--- START ---

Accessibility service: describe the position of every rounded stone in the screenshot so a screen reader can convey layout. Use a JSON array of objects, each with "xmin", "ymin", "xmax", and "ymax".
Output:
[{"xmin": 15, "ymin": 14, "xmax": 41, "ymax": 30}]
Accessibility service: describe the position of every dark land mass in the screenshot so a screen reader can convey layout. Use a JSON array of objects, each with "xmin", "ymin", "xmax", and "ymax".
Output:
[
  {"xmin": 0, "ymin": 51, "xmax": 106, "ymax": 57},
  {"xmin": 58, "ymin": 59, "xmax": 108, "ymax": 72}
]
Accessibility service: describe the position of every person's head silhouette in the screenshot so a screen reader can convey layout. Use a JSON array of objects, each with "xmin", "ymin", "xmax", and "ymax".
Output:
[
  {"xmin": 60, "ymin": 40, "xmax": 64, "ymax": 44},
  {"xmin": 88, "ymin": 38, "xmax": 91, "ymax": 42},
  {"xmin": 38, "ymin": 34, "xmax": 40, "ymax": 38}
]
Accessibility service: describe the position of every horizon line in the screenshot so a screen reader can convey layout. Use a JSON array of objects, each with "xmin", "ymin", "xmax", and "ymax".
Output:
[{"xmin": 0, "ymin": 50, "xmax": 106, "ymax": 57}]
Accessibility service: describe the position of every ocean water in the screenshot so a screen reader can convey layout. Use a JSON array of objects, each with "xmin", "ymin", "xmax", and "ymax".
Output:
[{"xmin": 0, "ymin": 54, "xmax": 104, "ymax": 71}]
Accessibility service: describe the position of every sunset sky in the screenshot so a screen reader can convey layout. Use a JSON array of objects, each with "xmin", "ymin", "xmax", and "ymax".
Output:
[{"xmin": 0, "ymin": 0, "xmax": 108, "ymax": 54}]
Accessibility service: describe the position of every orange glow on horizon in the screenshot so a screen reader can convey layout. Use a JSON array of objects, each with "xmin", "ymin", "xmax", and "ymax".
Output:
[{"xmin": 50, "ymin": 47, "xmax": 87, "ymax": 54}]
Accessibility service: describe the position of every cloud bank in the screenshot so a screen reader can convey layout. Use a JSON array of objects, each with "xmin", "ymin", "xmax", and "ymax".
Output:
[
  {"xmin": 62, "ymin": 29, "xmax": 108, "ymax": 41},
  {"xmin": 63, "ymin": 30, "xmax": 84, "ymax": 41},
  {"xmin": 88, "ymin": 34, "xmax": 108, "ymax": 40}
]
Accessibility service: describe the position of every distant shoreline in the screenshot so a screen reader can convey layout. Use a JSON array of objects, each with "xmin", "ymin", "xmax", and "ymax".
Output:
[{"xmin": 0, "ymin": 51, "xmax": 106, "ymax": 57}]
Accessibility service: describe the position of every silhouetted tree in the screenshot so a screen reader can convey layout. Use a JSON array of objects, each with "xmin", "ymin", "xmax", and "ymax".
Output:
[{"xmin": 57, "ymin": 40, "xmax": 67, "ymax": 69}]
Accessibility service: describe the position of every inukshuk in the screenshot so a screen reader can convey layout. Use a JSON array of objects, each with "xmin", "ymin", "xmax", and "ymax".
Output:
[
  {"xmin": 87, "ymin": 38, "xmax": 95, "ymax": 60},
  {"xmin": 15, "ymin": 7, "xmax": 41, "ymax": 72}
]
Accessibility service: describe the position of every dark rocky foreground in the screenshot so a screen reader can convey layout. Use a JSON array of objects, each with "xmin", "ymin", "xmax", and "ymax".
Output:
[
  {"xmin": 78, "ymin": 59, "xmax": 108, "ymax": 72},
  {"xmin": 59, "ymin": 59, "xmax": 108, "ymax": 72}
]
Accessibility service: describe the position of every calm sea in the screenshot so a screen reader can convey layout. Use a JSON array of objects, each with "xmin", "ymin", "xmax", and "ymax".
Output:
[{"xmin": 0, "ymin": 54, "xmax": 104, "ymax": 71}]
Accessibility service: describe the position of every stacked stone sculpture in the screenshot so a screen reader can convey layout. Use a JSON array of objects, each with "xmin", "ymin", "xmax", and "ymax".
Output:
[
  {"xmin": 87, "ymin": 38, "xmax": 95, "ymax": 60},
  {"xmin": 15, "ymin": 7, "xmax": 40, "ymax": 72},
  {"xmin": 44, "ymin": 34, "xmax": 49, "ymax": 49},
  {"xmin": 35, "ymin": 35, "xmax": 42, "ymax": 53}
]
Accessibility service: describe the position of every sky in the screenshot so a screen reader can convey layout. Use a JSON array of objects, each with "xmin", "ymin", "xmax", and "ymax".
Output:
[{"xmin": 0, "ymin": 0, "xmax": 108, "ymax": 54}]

--- END ---

• [REQUIRED ACTION] Number of lines above holding "stone"? Give that number alone.

• [WORKED SOLUTION] 2